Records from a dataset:
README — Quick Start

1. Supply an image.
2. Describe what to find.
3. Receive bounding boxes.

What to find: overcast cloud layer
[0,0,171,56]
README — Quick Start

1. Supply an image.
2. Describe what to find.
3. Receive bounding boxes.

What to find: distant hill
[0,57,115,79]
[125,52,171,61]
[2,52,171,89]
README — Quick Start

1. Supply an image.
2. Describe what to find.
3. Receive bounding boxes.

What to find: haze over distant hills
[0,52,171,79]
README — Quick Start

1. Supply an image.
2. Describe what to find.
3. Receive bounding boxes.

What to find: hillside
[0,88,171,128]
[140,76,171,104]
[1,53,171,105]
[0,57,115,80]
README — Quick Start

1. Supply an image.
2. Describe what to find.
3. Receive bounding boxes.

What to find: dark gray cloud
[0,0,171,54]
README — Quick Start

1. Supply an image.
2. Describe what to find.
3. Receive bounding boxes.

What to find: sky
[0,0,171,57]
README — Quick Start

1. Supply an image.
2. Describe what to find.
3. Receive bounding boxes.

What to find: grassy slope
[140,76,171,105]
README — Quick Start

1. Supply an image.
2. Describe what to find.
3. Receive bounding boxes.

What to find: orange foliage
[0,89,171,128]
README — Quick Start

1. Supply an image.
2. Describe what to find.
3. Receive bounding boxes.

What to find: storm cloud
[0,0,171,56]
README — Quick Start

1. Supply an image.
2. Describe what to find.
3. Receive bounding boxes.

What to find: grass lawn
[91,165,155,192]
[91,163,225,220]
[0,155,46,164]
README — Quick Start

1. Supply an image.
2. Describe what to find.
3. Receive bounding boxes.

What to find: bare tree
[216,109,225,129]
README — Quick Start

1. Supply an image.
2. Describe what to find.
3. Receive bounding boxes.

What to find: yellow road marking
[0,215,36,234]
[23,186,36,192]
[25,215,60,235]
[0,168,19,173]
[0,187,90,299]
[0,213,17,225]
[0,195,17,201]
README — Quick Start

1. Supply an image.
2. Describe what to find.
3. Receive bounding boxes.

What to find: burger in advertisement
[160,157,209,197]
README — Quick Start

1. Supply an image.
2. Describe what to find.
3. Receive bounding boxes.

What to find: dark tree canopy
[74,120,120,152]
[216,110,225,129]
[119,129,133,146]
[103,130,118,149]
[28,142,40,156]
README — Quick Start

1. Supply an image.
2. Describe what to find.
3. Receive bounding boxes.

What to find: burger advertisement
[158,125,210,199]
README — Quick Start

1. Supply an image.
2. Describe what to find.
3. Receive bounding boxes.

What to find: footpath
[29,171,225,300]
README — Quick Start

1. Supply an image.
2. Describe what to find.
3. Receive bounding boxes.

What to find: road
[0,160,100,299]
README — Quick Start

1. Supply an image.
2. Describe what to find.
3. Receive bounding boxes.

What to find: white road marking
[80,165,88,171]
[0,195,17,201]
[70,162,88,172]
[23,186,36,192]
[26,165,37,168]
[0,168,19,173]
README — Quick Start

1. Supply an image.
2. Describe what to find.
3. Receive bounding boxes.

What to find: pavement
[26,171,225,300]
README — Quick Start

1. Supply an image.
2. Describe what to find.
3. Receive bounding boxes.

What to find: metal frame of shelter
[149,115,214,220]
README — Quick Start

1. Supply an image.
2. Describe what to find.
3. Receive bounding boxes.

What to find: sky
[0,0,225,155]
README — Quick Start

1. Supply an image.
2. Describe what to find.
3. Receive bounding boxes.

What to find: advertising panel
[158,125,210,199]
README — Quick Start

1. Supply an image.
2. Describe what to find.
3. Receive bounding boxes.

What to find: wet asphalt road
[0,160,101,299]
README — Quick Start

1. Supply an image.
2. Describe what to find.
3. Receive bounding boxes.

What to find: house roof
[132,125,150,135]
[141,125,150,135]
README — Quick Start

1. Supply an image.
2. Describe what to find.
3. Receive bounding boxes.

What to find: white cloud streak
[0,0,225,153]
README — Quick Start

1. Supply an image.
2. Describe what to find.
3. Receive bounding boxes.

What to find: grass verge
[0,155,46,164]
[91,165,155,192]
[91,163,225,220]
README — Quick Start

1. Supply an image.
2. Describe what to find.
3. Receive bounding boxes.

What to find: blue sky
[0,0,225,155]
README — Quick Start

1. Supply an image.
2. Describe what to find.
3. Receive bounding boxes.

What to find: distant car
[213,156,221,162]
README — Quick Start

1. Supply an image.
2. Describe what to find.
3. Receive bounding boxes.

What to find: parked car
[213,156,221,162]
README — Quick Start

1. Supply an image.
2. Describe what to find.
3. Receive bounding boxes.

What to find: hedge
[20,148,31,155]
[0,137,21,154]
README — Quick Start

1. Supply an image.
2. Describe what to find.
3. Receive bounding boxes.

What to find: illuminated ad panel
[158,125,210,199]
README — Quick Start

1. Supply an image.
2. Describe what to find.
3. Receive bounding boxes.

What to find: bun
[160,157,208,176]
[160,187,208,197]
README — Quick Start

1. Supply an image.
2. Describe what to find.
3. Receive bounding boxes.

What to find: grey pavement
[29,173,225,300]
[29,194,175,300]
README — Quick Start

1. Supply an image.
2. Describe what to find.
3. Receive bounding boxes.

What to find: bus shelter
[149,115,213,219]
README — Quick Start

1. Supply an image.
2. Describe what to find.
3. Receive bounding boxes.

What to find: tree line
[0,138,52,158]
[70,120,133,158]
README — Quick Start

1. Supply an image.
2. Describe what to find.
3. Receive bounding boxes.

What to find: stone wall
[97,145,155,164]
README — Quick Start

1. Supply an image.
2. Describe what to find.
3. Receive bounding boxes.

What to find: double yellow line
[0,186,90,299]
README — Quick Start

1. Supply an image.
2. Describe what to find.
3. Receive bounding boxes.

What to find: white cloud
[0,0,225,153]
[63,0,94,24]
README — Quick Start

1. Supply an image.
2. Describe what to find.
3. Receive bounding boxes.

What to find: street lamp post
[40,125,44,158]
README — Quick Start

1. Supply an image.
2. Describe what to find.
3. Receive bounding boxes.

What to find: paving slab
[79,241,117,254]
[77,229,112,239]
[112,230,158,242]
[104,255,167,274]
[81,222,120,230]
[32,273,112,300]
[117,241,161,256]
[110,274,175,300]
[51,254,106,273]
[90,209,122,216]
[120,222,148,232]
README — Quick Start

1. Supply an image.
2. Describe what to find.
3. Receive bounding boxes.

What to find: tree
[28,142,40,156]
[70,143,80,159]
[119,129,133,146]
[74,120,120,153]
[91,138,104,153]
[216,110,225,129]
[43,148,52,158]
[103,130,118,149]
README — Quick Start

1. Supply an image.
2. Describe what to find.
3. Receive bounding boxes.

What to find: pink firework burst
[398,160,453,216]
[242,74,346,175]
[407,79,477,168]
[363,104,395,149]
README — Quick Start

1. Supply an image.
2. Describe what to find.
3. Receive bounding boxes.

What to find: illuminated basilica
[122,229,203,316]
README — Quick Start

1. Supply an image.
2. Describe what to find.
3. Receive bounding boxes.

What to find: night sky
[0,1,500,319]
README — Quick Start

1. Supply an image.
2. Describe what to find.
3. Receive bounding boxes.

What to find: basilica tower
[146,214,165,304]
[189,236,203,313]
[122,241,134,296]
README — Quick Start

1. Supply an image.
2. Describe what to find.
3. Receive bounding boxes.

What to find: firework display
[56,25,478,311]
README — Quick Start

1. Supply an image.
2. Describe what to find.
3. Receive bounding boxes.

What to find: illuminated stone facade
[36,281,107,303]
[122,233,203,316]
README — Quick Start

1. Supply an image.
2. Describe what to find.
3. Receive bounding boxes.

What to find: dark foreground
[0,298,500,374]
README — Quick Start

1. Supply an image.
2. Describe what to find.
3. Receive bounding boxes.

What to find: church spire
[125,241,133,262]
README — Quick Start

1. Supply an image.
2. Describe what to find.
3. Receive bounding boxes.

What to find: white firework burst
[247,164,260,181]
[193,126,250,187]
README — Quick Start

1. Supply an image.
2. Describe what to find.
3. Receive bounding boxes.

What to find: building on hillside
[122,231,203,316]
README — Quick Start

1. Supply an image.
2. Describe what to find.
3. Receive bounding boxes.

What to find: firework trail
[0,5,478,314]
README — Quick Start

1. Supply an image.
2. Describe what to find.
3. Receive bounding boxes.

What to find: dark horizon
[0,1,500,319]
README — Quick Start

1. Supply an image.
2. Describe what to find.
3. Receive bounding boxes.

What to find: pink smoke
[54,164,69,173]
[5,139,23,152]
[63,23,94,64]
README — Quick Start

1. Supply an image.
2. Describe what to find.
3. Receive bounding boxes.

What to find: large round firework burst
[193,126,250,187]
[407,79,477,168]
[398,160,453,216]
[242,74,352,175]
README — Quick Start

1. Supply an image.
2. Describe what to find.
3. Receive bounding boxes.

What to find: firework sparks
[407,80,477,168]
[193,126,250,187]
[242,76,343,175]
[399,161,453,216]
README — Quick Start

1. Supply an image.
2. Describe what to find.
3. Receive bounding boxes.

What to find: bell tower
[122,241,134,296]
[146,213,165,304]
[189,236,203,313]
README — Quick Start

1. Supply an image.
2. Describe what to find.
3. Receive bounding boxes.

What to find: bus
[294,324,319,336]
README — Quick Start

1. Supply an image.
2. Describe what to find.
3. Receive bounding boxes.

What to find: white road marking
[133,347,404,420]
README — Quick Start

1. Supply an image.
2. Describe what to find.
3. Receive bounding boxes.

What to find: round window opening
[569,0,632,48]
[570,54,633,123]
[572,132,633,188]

• _Problem requirements_: Please filter the listing above, keeping every line that contains the string "road", and copy those lines. Case counts.

• _Answer to this task_:
What to find: yellow road marking
What to find: road
What to find: white road marking
What to find: wet asphalt road
What to find: white road marking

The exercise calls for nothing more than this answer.